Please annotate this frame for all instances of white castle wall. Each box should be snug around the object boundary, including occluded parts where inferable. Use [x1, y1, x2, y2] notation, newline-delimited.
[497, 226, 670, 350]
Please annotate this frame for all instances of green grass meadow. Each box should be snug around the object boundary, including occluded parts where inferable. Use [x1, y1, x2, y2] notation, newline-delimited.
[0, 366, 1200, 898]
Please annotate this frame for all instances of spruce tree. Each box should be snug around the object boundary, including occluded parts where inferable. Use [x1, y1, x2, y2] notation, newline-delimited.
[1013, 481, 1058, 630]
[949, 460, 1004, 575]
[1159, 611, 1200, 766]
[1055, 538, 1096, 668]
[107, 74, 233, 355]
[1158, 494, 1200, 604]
○ ○ ○
* [Written exercise] Retype every line of the listing above word for word, keeping the same order and line breaks.

* [Answer to the exercise]
Please annotate this frame for all instances of white castle wall. Each box should be snug around the object boundary, including occluded parts where inferable. Use [x1, y1, x2, y2] notation, newline-delimited.
[497, 226, 670, 350]
Please annotate this frame for all instances of green grass meadow. Each box should be snug around the object boundary, including occluded parts where inferable. Use [x1, y1, x2, y2] notation, newline-delimited.
[0, 366, 1200, 898]
Please annotate this frame for all instances of spruce tree. Each box should be snug around the object boundary, including occluded parts where inferable. Use [x1, y1, x2, y2] notation, newline-delimited.
[1013, 481, 1058, 630]
[949, 460, 1004, 575]
[1159, 611, 1200, 766]
[1055, 538, 1096, 668]
[107, 74, 233, 355]
[1158, 494, 1200, 604]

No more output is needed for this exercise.